Stored dataset items
*** Block opens ***

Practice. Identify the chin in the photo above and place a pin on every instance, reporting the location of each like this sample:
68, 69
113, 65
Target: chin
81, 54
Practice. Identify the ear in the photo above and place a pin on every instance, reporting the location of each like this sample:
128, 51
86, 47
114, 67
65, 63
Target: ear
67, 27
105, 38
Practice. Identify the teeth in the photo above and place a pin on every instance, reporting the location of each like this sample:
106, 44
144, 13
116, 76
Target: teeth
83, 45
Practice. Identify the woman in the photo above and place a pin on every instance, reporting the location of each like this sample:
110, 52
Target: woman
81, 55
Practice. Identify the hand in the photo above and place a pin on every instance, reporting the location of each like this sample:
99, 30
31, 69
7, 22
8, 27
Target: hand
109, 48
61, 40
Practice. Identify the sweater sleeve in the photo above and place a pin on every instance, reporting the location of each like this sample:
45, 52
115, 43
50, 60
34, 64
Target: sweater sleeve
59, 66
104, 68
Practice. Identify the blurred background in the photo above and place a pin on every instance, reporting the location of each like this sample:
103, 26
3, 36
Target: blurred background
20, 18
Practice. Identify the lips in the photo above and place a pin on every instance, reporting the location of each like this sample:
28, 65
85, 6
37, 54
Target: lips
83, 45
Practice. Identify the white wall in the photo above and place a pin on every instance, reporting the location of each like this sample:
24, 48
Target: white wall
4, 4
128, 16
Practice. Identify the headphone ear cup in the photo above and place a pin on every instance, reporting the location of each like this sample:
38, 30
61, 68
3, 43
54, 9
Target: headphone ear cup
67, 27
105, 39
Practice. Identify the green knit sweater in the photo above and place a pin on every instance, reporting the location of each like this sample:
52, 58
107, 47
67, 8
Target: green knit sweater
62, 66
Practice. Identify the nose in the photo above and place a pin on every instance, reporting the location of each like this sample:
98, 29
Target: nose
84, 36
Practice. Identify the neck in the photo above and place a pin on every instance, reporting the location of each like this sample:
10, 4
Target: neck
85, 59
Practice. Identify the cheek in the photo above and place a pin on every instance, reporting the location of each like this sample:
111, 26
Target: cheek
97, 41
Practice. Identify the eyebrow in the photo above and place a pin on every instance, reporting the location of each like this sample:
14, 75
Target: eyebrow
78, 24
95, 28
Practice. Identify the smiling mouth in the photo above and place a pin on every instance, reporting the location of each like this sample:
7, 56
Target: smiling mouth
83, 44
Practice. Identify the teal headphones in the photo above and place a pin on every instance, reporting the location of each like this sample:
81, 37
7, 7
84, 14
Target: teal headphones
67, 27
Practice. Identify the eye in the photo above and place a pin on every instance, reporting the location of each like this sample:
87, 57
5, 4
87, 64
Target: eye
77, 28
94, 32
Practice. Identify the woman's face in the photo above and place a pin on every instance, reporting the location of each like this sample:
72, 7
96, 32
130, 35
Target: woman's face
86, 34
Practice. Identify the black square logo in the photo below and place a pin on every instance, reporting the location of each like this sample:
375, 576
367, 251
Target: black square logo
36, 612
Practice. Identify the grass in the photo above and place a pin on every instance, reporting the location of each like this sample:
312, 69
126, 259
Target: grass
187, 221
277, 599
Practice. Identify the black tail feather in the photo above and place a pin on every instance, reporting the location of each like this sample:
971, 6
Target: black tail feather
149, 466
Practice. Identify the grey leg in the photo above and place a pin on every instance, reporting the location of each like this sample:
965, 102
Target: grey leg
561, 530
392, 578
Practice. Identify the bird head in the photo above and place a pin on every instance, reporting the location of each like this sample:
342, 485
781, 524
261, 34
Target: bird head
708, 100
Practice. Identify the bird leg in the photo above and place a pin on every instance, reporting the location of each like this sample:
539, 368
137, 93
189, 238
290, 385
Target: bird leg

*** Block closes ***

### ACTION ITEM:
Could you repeat every record above exactly as it is written?

### SOLUTION TO THIS PROBLEM:
Practice. Identify the chin in the photo above and place a pin on every instance, reporting the location of each like this sample:
68, 69
113, 65
Target: chin
81, 54
Practice. Identify the ear in the photo above and place a pin on every instance, reporting the location of each like this sample:
128, 51
86, 47
114, 67
65, 63
Target: ear
67, 27
105, 38
Practice. Identify the teeth in the photo above and place a pin on every instance, reporting the location of each like this sample:
106, 44
144, 13
116, 76
Target: teeth
83, 45
Practice. Identify the woman in the photo above and place a pin on every instance, reporting the location of each like this sample:
110, 52
Target: woman
81, 55
Practice. Identify the hand in the photo above and place a pin on every instance, reporting the location of each like this sample:
99, 30
31, 69
7, 22
8, 27
Target: hand
109, 48
61, 40
Practice. Identify the sweater sleeve in the photo above and place a pin on every instance, reporting the location of each like this sample:
45, 52
115, 43
50, 60
34, 64
Target: sweater sleeve
59, 66
104, 68
Practice. Identify the blurred background in the photo above and place a pin on every instance, reporting the location of each like this sample:
103, 26
3, 36
Target: blurred background
20, 18
Practice. Identify the lips in the photo above and place a pin on every instance, reporting the location of each like this sample:
28, 65
85, 6
37, 54
Target: lips
83, 45
Practice. Identify the white wall in the photo above and place a pin on every instance, reporting the location of each like this sample:
24, 48
Target: white wall
4, 4
128, 16
Practice. Identify the headphone ear cup in the photo above and place a pin on every instance, reporting the location of each like this sample:
38, 30
61, 68
3, 43
54, 9
Target: headphone ear cup
67, 27
105, 39
Practice. Identify the green knit sweater in the photo above and place a pin on every instance, reporting the location of each like this sample:
52, 58
107, 47
67, 8
Target: green knit sweater
62, 66
Practice. Identify the nose in the photo above and place a pin on every instance, reporting the location of each like this sample:
98, 29
Target: nose
84, 36
Practice. Identify the neck in the photo above and place a pin on every instance, reporting the location of each like this sample:
10, 4
Target: neck
85, 59
Practice. Identify the cheek in the photo above and place a pin on every instance, reporting the location of each like this sample:
111, 26
Target: cheek
97, 41
Practice. Identify the eyebrow in the photo above and place a pin on every instance, reporting the location of each like this sample:
14, 75
Target: eyebrow
78, 24
95, 28
Practice. Identify the smiling mouth in the photo above and place a pin on every instance, reporting the location of each like this sample:
7, 56
Target: smiling mouth
83, 44
Practice. Identify the teal headphones in the photo above and place a pin on every instance, reporting the location of each like this sample:
81, 37
7, 7
84, 14
Target: teal headphones
67, 27
Practice. Identify the eye in the photo above and place a pin on every instance, reporting the location of each like this sample:
87, 57
5, 4
87, 64
Target: eye
77, 28
94, 32
Practice. Identify the woman's face in the photo above and place a pin on every instance, reporting the location of each like this sample:
72, 7
96, 32
130, 35
Target: woman's face
86, 34
Practice. Identify the black square logo in the photo below and place a pin on every instance, reporting the location of each like this sample:
375, 576
367, 251
Target: black square logo
36, 612
Practice. Identify the grass in the photo above and place a pin on every instance, reporting the location of each like this sample:
312, 69
126, 259
Target: grass
187, 221
277, 599
Practice. Identify the black tail feather in the photo above and place a pin on every instance, reporting the location of each like this sample:
971, 6
Target: black tail feather
149, 466
Practice. Identify the grey leg in the photo above and place a pin on every instance, reporting the location of each like this sample:
965, 102
Target: grey leg
561, 530
392, 578
Practice. Identify the bird head in the photo above and place a pin on every instance, reporting the location of each like this sample:
342, 485
781, 524
261, 34
Target: bird head
708, 100
Practice. Identify the bird leg in the photo above and place a pin on every instance, reporting the location of each like this sample:
539, 368
137, 93
189, 238
290, 385
Target: bird leg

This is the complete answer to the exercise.